## [Exercise directions]
Copy the article on federal COVID-19 relief funding for regional development agencies from "The Federal Development" up to and including "support is $250,000.", renaming "FedDev Ontario" to "FedDev" wherever it appears.

Canada’s six regional development agencies (RDAs) will focus $961.4 million in federal COVID-19 relief funding on companies and industry sectors critical to the economy in each region.
The funding is aimed at small- and medium-sized enterprises that have been unable to access the government’s existing support measures. The Regional Relief and Recovery Program was initially announced in April and on May 13. Economic Minister Mélanie Joly provided details on how the money will be distributed: $675 million for RDAs and $287 million for the Community Futures (CF) Network of Canada (its funding will be distributed through the RDAs):
- Western Economic Diversification Canada: $304.2 million
- Federal Economic Development Agency for Southern Ontario: $252.4 million
- Federal Economic Development Initiative for Northern Ontario: $49.5 million
- Canada Economic Development for Quebec Regions: $211 million
- Atlantic Canada Opportunities Agency: $110 million
- Canadian Northern Economic Development Agency: $34.3 million
Regional and rural businesses not eligible to access existing federal support programs, such as the Canada Emergency Business Account and Canadian Emergency Wage Subsidy, will be able to apply to the RDAs for loans of up to $40,000 – 25% of which is forgivable if paid on or before Dec. 31, 2022.
At the May 13 news conference, Joly specifically encouraged technology startups to apply to their respective RDAs for funding.
Western Economic Diversification (WD) will support businesses that help to retain diverse and valuable talent; maintain sector knowledge and skills; maintain capital flow and critical supply chains; increase capacity to withstand supply chain disruptions; protect technologies and processes that improve resilience, productivity, and competitiveness, and protect vital intellectual property, Mark Feldbauer, WD’s communications manager, said in an email to Research Money.
In addition to offering loans of up to $40,000, WD may provide fully repayable, interest-free loans of up to $1 million “to businesses that can demonstrate a meaningful contribution to the western Canadian economy, and are experiencing liquidity issues,” he said. These companies may not have accessed other federal relief programs, or may have accessed them but require additional funding to mitigate cash flow pressures.
WD already has received a “significant volume” of applications, Feldbauer said. “The department expects to provide approval decisions to the first round of successful applicants requesting up to $40,000 in the coming days, while subsequent rounds of approvals and notifications will be made in the coming weeks.”
The Federal Development Agency for Southern Ontario (FedDev Ontario), in addition to loans of up to $40,000, may provide fully repayable, interest-free loans of up to $500,000 to businesses, Kerri Dunning, director of communications for FedDev Ontario, said in an email to R$. The maximum amount available for pre-revenue firms that have received venture capital or angel investment support is $250,000.

## [Supplied information]
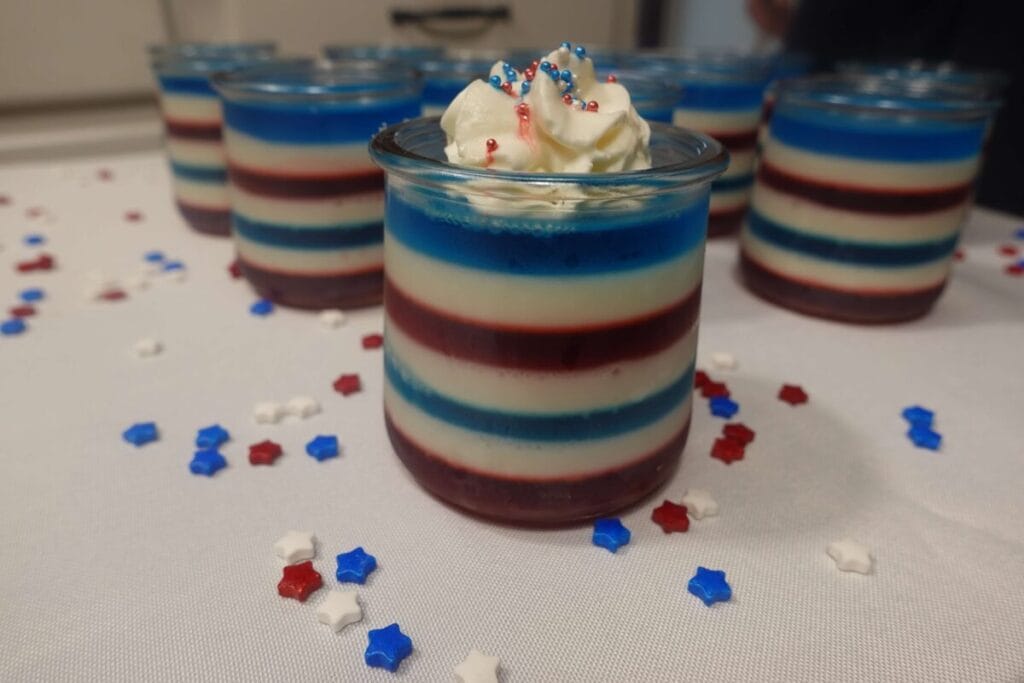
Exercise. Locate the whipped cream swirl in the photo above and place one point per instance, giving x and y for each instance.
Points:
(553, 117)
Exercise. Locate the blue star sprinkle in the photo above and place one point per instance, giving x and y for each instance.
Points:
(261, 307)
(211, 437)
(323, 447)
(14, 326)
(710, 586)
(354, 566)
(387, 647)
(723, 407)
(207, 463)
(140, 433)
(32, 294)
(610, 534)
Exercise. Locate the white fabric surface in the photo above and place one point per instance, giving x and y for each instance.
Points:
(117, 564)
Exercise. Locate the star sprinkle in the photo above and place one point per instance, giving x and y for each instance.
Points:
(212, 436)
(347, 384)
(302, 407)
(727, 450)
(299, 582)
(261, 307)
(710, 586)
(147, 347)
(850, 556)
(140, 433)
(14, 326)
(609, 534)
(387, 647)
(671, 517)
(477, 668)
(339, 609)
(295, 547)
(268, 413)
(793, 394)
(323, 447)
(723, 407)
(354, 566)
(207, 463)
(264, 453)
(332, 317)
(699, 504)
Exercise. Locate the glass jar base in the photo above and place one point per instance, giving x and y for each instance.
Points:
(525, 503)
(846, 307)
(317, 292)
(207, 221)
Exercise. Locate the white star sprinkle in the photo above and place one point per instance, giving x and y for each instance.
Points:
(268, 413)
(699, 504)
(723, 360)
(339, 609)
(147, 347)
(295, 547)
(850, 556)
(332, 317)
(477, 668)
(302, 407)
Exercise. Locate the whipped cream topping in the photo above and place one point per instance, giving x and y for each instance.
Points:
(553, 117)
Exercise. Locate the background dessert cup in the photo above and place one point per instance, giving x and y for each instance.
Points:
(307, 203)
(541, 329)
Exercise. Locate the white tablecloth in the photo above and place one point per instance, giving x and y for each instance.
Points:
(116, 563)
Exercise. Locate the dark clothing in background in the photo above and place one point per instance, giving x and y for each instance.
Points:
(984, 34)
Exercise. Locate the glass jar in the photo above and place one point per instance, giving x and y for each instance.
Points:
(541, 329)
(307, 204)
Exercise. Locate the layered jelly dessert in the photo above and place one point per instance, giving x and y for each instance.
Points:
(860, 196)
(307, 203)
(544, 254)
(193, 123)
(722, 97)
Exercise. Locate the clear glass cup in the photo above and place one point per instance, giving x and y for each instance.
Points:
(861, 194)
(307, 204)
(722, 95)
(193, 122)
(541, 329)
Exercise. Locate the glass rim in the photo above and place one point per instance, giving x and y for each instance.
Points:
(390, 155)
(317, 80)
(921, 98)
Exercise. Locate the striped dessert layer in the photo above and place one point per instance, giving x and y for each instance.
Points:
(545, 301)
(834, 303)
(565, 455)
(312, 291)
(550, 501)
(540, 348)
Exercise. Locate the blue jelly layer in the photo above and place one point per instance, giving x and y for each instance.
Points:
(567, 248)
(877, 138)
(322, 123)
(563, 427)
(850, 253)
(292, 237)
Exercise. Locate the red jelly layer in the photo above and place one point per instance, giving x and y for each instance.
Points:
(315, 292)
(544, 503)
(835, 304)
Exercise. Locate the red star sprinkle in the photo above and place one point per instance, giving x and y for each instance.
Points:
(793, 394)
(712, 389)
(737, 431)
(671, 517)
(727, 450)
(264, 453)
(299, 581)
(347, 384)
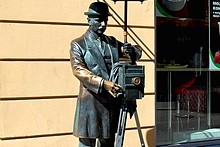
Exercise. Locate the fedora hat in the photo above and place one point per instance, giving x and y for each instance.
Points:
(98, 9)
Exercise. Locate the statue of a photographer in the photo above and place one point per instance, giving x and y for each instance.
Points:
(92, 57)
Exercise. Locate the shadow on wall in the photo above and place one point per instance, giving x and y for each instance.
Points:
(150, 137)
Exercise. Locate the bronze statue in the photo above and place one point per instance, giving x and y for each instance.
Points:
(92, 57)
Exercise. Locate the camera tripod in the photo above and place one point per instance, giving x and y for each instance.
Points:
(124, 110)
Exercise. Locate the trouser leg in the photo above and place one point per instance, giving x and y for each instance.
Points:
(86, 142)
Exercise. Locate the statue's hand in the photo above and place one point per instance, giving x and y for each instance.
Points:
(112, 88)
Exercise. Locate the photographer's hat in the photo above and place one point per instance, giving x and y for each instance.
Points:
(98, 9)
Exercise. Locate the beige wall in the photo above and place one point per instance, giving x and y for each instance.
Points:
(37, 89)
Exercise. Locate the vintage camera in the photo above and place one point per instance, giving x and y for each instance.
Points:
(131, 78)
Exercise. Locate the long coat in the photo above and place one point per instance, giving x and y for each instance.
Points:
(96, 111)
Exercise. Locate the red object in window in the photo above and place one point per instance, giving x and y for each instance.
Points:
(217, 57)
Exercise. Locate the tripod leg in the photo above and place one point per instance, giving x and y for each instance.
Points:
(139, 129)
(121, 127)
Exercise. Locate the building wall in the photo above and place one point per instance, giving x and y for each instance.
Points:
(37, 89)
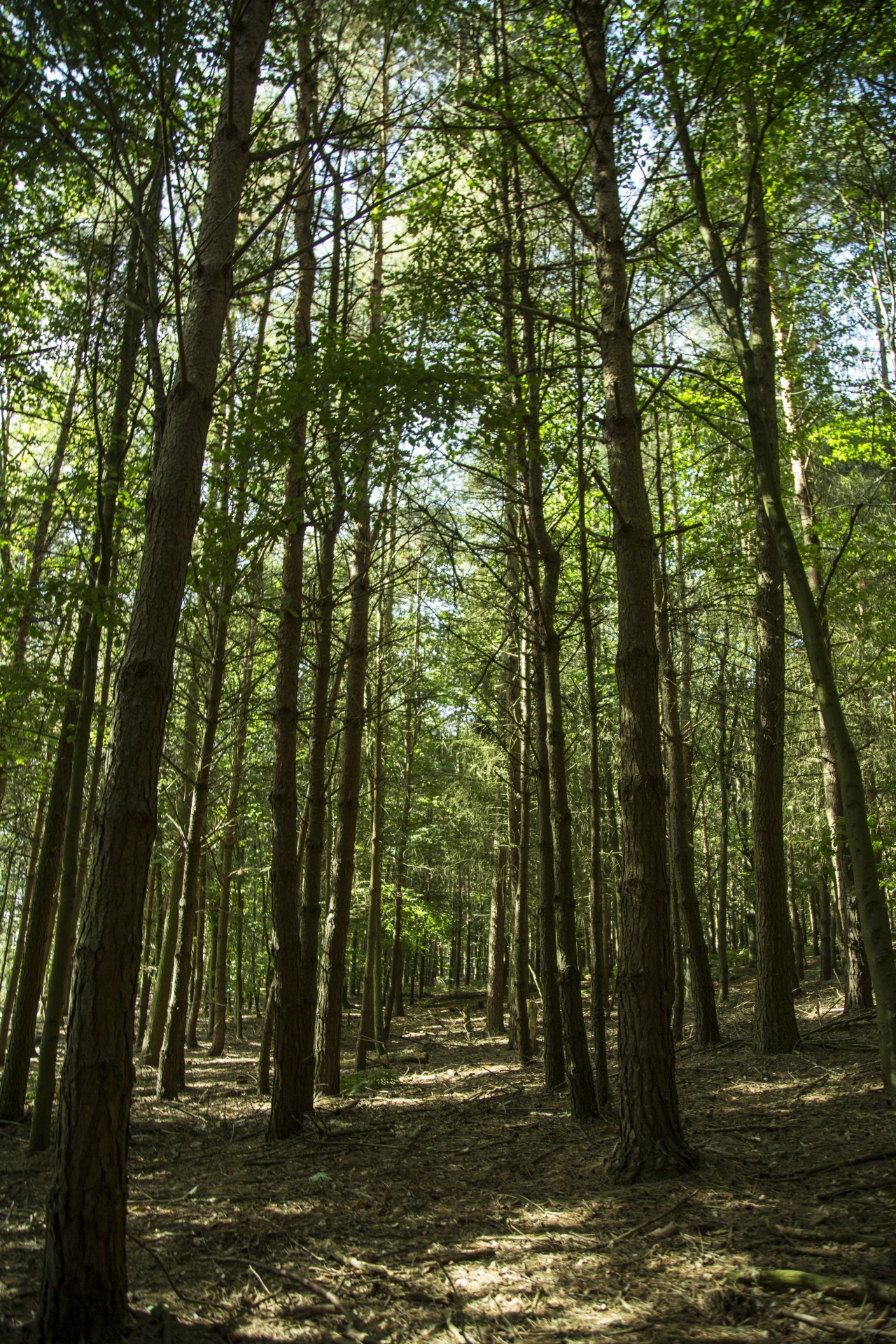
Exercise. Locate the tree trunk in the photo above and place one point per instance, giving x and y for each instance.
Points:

---

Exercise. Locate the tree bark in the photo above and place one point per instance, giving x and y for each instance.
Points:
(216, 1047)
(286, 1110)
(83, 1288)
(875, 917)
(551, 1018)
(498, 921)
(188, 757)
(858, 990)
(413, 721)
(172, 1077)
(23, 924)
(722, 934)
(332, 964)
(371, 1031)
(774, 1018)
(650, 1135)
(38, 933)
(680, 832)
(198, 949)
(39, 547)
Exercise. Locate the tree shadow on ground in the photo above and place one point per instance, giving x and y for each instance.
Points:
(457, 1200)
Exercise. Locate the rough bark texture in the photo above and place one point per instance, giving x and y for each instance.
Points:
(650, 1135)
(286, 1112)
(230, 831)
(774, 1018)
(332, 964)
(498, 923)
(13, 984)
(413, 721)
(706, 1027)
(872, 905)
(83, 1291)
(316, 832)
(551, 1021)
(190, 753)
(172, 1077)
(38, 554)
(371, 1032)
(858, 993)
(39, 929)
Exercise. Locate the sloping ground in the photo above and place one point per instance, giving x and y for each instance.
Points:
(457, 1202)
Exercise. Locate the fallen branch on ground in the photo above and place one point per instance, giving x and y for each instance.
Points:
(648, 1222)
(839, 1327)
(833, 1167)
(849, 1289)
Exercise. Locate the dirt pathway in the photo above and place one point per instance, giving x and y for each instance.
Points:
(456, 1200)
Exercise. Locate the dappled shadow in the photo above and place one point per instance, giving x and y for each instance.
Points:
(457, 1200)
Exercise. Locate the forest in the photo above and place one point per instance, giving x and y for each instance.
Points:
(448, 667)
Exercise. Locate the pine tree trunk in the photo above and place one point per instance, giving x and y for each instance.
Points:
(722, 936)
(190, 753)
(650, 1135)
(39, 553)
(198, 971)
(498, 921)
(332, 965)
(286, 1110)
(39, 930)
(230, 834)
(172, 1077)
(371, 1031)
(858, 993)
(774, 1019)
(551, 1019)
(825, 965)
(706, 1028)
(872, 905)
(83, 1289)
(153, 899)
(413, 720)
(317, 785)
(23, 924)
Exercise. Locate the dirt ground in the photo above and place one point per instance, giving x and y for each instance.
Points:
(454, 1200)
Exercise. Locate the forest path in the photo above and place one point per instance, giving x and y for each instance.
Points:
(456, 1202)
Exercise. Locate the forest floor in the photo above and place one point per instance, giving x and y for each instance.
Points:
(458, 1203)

## [Finished task]
The Federal Development Agency for Southern Ontario (FedDev), in addition to loans of up to $40,000, may provide fully repayable, interest-free loans of up to $500,000 to businesses, Kerri Dunning, director of communications for FedDev, said in an email to R$. The maximum amount available for pre-revenue firms that have received venture capital or angel investment support is $250,000.